## Exercises
(A) According to the metallurgy and processing text, how many hours per year is the plant assumed to operate?
(B) From the metallurgy and processing text, copy word for word the stretch from "in the eastern" through "the Pre-Feasibility phase.".

## Quoted passage
Figure 2 - Carey's Well Open Pits

8. Metallurgy and Processing

Figure 3 - Carey's Well raw kaolinized granite, after auger sampling.

The visible intact lumps are easily broken by hand.

Dry-Processing(No change from Original Scoping Study)

Metallurgical test work has been undertaken historically, and more recently at laboratory and pilot scales, to assess the response of the Carey's Well kaolinized granite to various processing approaches. Dry-process pilot trials completed in the USA have shown approximately 40% yield of kaolin clay at less than 5% contained sand, which is suitable as feed for wet-process refining that has previously been shown to be effective at producing kaolin with low levels of impurities.

The pilot scale testwork done to date has shown consistent results for both wet and dry-processing performance, but this may be because the samples used in this work have come from a restricted area,

in the eastern part of the resource. To address the remote possibility that markedly different pilot scale results would be obtained in the western part of the orebody, work on "variability testing" is desirable. This work can be scheduled for the Definitive Feasibility Study phase after a choice between wet and dry-processing is made during the Pre-Feasibility phase.

CPC Process Engineering (CPC) were retained to carry out a site process plant design and capital and operating cost estimates. The process design has been developed from the metallurgical testwork to meet the design objective of 500ktpa throughput using the dry processing approach and the plant design includes the following areas:

  • Front end loader feed from the ROM stockpiles
  • A hopper, apron feeder and singe drum toothed oversize breaker
  • Power station heat supply, LPG gas heater, and heat recovery equipment
  • Dryer
  • Classifier
  • Bag house
  • Bagging plant
  • Reject sand handling
  • Product warehouse
  • Road train loading area

Figure 4 - Dry Process Design Flow Sheet

The feeder breaker is sized to match the combined drier capacity, which is nominally 75 tonnes per hour. The dryer/classifier product collection and bagging systems are based on two parallel independent trains of nominally 40 tonnes per hour each. The plant will operate continuously, with an assumed operating time of 8,000 hours per year, for 91.3% utilisation.

For the original Scoping Study, the following fundamentals were adopted for consideration of dry- processing at site:

Metallurgical recovery of kaolin clay

76%

Filter cake kaolin clay grade

97%

Process plant mass yield

39%

Dry plant product solids content

100%

Wet-Processing

Wet-processing has now been evaluated as an option in this Updated Scoping Study with positive results which will be further evaluated in the Pre-Feasibility Study phase.

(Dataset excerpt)
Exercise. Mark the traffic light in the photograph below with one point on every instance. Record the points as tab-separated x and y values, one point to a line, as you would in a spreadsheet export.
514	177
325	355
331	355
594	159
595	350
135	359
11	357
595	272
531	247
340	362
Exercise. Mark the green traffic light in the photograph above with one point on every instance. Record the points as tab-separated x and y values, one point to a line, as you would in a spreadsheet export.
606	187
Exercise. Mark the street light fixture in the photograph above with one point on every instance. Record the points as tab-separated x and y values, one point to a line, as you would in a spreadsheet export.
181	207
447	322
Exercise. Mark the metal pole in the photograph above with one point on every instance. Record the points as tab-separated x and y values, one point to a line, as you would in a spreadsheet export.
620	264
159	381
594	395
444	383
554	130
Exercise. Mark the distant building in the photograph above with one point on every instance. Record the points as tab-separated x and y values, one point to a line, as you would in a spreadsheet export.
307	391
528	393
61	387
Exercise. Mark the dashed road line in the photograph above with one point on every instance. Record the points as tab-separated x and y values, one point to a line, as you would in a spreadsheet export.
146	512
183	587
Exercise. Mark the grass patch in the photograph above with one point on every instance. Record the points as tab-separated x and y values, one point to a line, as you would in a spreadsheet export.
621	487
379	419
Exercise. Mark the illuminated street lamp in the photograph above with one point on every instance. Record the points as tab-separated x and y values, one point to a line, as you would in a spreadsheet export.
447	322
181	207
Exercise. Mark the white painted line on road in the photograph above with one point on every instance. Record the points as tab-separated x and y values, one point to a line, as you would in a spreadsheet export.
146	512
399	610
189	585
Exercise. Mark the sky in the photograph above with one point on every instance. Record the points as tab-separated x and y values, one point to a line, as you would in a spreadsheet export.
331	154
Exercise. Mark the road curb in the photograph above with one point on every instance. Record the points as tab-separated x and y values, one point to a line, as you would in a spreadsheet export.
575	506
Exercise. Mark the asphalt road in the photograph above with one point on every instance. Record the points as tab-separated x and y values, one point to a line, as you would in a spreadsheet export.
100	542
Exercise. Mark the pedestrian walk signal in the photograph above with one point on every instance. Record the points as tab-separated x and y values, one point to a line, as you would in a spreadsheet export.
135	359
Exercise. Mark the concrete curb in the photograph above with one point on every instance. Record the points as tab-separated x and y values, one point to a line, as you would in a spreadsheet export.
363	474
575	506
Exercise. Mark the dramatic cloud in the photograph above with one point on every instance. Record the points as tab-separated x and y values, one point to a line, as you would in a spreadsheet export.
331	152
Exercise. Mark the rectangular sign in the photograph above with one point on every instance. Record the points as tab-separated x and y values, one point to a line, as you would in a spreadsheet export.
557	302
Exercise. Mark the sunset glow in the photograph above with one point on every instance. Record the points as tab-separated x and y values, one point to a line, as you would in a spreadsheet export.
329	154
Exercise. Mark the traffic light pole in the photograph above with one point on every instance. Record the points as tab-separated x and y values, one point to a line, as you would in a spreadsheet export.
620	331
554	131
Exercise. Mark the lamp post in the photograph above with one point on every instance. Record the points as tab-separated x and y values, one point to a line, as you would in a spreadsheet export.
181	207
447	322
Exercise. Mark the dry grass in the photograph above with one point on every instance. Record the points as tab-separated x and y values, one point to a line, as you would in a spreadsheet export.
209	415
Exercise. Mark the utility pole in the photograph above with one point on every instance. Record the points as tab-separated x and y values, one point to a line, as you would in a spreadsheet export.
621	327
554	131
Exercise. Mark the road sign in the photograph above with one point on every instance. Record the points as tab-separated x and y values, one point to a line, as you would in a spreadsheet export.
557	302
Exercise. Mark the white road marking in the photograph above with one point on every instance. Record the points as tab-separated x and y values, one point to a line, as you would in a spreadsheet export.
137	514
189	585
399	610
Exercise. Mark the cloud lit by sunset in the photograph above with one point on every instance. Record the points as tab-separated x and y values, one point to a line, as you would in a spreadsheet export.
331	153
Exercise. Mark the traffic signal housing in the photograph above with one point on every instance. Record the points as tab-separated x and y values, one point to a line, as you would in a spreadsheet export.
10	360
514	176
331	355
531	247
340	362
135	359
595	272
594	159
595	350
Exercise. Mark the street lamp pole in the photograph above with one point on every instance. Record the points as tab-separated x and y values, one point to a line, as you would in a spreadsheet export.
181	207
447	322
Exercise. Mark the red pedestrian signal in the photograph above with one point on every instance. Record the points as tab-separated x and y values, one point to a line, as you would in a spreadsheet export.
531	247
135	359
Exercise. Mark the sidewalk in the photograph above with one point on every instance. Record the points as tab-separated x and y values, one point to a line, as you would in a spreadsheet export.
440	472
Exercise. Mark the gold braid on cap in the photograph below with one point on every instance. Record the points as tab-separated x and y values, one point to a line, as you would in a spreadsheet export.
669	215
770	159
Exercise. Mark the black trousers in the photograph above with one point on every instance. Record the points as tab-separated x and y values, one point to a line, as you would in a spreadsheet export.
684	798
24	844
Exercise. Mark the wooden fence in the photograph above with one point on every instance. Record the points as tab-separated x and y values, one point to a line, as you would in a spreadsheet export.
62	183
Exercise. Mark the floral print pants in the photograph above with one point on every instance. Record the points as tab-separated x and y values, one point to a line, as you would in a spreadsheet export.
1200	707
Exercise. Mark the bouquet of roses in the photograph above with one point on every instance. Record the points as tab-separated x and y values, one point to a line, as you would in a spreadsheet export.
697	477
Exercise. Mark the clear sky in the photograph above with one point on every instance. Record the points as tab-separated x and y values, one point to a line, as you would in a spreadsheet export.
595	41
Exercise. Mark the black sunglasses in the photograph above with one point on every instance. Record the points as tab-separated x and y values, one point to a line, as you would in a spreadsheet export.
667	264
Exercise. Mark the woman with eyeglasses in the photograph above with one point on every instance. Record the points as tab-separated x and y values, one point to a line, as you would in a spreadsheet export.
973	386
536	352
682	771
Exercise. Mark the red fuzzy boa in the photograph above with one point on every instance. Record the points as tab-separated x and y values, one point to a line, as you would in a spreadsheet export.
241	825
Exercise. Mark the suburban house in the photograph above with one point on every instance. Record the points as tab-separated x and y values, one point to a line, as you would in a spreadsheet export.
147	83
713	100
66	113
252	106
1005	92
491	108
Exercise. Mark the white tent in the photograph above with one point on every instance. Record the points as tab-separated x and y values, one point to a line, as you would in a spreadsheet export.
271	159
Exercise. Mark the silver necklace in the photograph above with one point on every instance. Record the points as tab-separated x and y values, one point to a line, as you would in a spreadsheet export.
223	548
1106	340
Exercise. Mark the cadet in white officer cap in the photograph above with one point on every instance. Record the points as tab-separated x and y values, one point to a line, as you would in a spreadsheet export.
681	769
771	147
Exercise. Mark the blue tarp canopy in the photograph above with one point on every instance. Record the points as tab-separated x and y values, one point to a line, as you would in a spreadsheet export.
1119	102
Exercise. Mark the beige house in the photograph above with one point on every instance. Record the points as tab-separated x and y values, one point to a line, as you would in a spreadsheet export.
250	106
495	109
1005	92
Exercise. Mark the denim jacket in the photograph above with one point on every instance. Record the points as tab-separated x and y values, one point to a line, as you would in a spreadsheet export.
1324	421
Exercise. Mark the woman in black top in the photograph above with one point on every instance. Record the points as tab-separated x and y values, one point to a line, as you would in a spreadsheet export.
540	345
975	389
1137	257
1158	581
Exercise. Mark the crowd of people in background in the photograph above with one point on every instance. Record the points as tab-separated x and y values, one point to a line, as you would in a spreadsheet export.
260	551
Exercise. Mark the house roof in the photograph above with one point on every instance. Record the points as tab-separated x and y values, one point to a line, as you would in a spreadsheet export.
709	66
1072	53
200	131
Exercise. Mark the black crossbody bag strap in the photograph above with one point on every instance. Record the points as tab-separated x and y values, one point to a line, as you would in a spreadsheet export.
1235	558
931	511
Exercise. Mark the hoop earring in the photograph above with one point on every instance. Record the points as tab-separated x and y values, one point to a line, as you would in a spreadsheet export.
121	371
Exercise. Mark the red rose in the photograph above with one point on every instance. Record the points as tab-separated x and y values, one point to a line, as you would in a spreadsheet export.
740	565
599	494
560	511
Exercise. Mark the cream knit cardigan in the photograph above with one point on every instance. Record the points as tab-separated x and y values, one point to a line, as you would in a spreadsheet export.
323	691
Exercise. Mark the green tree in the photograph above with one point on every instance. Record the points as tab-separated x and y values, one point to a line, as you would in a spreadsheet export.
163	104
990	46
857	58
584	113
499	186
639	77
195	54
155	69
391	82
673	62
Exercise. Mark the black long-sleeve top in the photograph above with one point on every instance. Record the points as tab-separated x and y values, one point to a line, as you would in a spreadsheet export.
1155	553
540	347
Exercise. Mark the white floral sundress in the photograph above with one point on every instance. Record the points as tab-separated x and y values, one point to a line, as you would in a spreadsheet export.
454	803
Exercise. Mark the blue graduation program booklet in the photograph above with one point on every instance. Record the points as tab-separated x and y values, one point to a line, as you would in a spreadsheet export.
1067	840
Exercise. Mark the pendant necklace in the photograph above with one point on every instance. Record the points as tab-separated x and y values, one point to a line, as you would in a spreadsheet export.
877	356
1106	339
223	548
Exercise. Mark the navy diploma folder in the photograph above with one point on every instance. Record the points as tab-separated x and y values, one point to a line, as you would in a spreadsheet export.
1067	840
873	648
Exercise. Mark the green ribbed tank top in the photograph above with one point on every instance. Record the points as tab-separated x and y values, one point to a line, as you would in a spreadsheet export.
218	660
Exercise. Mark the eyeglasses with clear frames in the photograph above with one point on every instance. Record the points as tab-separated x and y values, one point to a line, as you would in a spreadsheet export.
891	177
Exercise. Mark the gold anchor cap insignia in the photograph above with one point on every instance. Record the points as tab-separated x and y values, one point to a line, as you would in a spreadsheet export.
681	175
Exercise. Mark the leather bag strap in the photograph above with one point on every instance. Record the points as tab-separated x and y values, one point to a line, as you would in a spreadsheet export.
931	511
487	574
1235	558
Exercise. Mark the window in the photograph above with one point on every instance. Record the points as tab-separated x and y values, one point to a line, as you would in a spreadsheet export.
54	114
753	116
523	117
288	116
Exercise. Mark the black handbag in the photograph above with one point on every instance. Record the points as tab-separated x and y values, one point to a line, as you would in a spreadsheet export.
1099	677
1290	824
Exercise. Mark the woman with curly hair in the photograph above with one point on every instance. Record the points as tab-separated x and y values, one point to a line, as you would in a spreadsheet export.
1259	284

## Results of the exercise
(A) 8,000 hours per year.

(B)
in the eastern part of the resource. To address the remote possibility that markedly different pilot scale results would be obtained in the western part of the orebody, work on "variability testing" is desirable. This work can be scheduled for the Definitive Feasibility Study phase after a choice between wet and dry-processing is made during the Pre-Feasibility phase.